## WHAT IS REQUIRED:
Print the entire listing. Each line must match the original exactly.

## PROVIDED ENTRIES:

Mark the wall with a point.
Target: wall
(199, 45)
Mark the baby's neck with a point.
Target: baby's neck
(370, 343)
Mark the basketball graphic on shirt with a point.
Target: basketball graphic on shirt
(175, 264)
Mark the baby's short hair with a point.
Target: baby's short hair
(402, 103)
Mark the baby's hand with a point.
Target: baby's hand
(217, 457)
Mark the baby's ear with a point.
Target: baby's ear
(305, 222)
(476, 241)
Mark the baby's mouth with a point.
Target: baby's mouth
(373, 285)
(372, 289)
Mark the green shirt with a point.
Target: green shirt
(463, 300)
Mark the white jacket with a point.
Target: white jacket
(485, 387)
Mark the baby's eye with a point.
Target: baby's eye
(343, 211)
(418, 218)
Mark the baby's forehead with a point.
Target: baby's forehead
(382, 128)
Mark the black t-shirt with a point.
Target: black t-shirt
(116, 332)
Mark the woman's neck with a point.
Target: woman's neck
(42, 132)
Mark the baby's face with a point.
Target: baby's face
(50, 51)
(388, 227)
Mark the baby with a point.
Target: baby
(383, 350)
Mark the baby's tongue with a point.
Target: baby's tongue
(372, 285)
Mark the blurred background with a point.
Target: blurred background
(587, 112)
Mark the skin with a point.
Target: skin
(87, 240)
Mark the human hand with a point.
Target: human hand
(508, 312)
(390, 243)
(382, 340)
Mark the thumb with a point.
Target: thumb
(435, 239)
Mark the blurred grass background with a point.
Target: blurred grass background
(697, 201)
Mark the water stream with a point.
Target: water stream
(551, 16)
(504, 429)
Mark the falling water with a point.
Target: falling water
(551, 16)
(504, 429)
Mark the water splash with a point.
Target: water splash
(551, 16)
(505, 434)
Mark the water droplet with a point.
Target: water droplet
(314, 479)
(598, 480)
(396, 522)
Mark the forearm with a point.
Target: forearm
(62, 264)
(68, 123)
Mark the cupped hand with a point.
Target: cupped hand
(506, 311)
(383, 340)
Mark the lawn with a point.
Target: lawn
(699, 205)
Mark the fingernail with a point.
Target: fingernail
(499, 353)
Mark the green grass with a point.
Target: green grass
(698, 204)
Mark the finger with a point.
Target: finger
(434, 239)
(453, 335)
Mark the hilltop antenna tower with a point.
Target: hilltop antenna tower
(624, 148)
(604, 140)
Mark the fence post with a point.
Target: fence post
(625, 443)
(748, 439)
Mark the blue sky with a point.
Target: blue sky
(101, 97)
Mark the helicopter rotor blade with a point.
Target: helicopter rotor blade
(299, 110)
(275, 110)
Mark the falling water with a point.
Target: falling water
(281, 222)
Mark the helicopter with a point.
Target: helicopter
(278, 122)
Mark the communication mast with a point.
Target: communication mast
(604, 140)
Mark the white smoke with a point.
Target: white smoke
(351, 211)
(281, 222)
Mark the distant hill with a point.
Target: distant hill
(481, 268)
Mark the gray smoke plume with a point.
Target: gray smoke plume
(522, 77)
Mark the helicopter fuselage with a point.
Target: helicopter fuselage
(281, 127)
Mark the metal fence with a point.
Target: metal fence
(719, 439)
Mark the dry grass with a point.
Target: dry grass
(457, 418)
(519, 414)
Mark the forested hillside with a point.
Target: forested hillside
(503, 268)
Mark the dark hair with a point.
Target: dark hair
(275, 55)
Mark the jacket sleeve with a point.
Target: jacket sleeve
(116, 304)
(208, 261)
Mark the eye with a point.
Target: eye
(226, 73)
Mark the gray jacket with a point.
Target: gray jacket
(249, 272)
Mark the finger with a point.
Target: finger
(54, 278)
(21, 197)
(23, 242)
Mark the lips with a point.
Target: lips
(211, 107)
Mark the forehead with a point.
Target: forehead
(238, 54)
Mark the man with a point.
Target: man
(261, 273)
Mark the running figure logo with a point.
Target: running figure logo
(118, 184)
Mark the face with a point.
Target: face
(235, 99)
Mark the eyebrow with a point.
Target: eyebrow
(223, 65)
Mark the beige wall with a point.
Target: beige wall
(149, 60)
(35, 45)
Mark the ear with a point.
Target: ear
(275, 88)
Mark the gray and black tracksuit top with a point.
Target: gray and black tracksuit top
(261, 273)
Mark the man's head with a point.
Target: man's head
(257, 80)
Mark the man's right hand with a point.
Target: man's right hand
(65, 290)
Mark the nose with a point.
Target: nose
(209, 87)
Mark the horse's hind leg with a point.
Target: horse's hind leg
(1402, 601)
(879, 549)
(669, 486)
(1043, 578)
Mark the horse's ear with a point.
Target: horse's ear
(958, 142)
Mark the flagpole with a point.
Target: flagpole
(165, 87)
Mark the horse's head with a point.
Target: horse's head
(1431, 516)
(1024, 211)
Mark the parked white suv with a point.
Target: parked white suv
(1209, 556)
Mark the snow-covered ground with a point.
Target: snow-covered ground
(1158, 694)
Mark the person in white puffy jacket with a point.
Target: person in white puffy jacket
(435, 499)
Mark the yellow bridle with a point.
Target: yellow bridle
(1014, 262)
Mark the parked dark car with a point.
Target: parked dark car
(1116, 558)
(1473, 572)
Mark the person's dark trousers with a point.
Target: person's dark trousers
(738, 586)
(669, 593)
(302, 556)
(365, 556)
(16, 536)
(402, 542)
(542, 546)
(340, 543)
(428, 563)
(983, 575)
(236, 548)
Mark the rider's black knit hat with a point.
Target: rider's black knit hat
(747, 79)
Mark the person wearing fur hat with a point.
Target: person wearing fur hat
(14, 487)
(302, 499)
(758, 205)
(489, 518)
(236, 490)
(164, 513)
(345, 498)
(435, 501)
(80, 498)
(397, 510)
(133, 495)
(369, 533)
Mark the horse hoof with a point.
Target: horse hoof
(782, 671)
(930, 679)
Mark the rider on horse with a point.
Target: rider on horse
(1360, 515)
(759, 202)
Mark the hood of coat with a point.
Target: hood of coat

## SOLUTION TO THIS TASK:
Mark the wall with a point.
Target: wall
(199, 45)
Mark the baby's neck with a point.
Target: baby's neck
(370, 343)
Mark the basketball graphic on shirt with a point.
Target: basketball graphic on shirt
(175, 264)
Mark the baby's short hair with a point.
Target: baby's short hair
(402, 103)
Mark the baby's hand with a point.
Target: baby's hand
(217, 457)
Mark the baby's ear with a point.
Target: baby's ear
(305, 222)
(476, 241)
Mark the baby's mouth with a point.
Target: baby's mouth
(373, 285)
(372, 289)
Mark the green shirt with a point.
Target: green shirt
(463, 300)
Mark the white jacket with a point.
Target: white jacket
(485, 387)
Mark the baby's eye with a point.
Target: baby's eye
(343, 211)
(418, 218)
Mark the baby's forehead with a point.
Target: baby's forehead
(382, 128)
Mark the black t-shirt with a point.
Target: black t-shirt
(116, 332)
Mark the woman's neck with a point.
Target: woman's neck
(42, 132)
Mark the baby's face with a point.
Target: baby's face
(50, 51)
(388, 227)
Mark the baby with a point.
Target: baby
(383, 350)
Mark the baby's tongue with a point.
Target: baby's tongue
(372, 285)
Mark the blurred background with a point.
Target: blurred background
(587, 112)
Mark the skin with a point.
Target: skin
(87, 240)
Mark the human hand with a point.
Target: human hand
(508, 312)
(390, 243)
(382, 340)
Mark the thumb with a point.
Target: thumb
(435, 239)
Mark the blurred grass background with a point.
Target: blurred grass background
(697, 201)
Mark the water stream with a point.
Target: water stream
(551, 16)
(504, 429)
Mark the falling water with a point.
Target: falling water
(551, 16)
(504, 429)
Mark the water splash with a point.
Target: water splash
(551, 16)
(505, 434)
Mark the water droplet with a point.
Target: water droplet
(314, 479)
(598, 480)
(396, 522)
Mark the forearm with a point.
Target: forearm
(62, 264)
(68, 123)
Mark the cupped hand with a point.
Target: cupped hand
(506, 311)
(383, 340)
Mark the lawn with a point.
Target: lawn
(699, 205)
Mark the fingernail with a point.
Target: fingernail
(499, 353)
Mark the green grass with a point.
Target: green grass
(698, 204)
Mark the finger with a point.
Target: finger
(434, 239)
(453, 335)
Mark the hilltop antenna tower with a point.
Target: hilltop antenna tower
(624, 148)
(604, 140)
Mark the fence post with a point.
Target: fence post
(625, 443)
(748, 439)
Mark the blue sky with a point.
Target: blue sky
(101, 97)
Mark the helicopter rotor blade with a point.
Target: helicopter rotor blade
(299, 110)
(275, 110)
Mark the falling water with a point.
Target: falling water
(281, 222)
Mark the helicopter with a point.
Target: helicopter
(278, 122)
Mark the communication mast with a point.
Target: communication mast
(604, 140)
Mark the white smoke with a point.
Target: white smoke
(351, 211)
(281, 222)
Mark the distant hill with a point.
Target: distant hill
(481, 268)
Mark the gray smoke plume with a point.
Target: gray smoke plume
(522, 77)
Mark the helicopter fuselage with a point.
Target: helicopter fuselage
(281, 127)
Mark the metal fence with a point.
Target: metal fence
(719, 439)
Mark the dry grass with a point.
Target: dry grass
(457, 418)
(519, 414)
Mark the forested hillside with a point.
Target: forested hillside
(503, 268)
Mark the dark hair with a point.
Target: dark hair
(275, 55)
Mark the jacket sleeve with a point.
Target: jacket sleeve
(116, 304)
(208, 261)
Mark the eye with a point.
Target: eye
(226, 73)
Mark the gray jacket with a point.
Target: gray jacket
(249, 272)
Mark the finger with a point.
Target: finger
(54, 278)
(21, 197)
(23, 242)
Mark the lips with a point.
Target: lips
(211, 107)
Mark the forehead with a point.
Target: forehead
(238, 54)
Mark the man with a point.
Target: man
(261, 273)
Mark the running figure logo with a point.
Target: running figure logo
(118, 184)
Mark the face with a point.
Target: face
(235, 99)
Mark the eyebrow with a point.
Target: eyebrow
(223, 65)
Mark the beige wall with a point.
Target: beige wall
(149, 60)
(35, 45)
Mark the ear with a point.
Target: ear
(275, 88)
Mark the gray and black tracksuit top with a point.
Target: gray and black tracksuit top
(261, 273)
Mark the man's head with a point.
Target: man's head
(257, 80)
Mark the man's right hand with a point.
Target: man's right hand
(65, 290)
Mark the nose with a point.
Target: nose
(209, 87)
Mark the horse's hind leg with a point.
Target: horse's hind leg
(1402, 601)
(879, 549)
(669, 486)
(1043, 578)
Mark the horse's ear with a point.
Target: horse's ear
(958, 142)
Mark the flagpole with a point.
Target: flagpole
(165, 87)
Mark the horse's head with a point.
Target: horse's head
(1431, 516)
(1024, 211)
Mark the parked white suv with a point.
Target: parked white suv
(1209, 556)
Mark the snow-covered ground with a point.
Target: snow-covered ground
(1158, 694)
Mark the person in white puffy jacket with a point.
Target: person in white puffy jacket
(435, 499)
Mark the yellow bridle with a point.
Target: yellow bridle
(1014, 262)
Mark the parked dark car with a point.
Target: parked dark car
(1116, 558)
(1473, 572)
Mark the person's dark trousers with a point.
Target: person's dark trousers
(738, 586)
(669, 593)
(302, 556)
(365, 556)
(16, 536)
(402, 542)
(542, 546)
(340, 543)
(428, 563)
(983, 575)
(236, 548)
Mark the rider's black knit hat with a point.
Target: rider's black knit hat
(747, 79)
Mark the person wearing fur hat with a point.
Target: person wearing fur hat
(14, 487)
(302, 499)
(758, 205)
(489, 518)
(236, 490)
(164, 513)
(345, 498)
(435, 501)
(80, 498)
(397, 510)
(133, 495)
(369, 533)
Mark the horse hoof with a point.
Target: horse hoof
(782, 671)
(930, 679)
Mark the rider on horse with a point.
Target: rider on horse
(1360, 515)
(759, 202)
Mark the hood of coat with a point.
Target: hood of coat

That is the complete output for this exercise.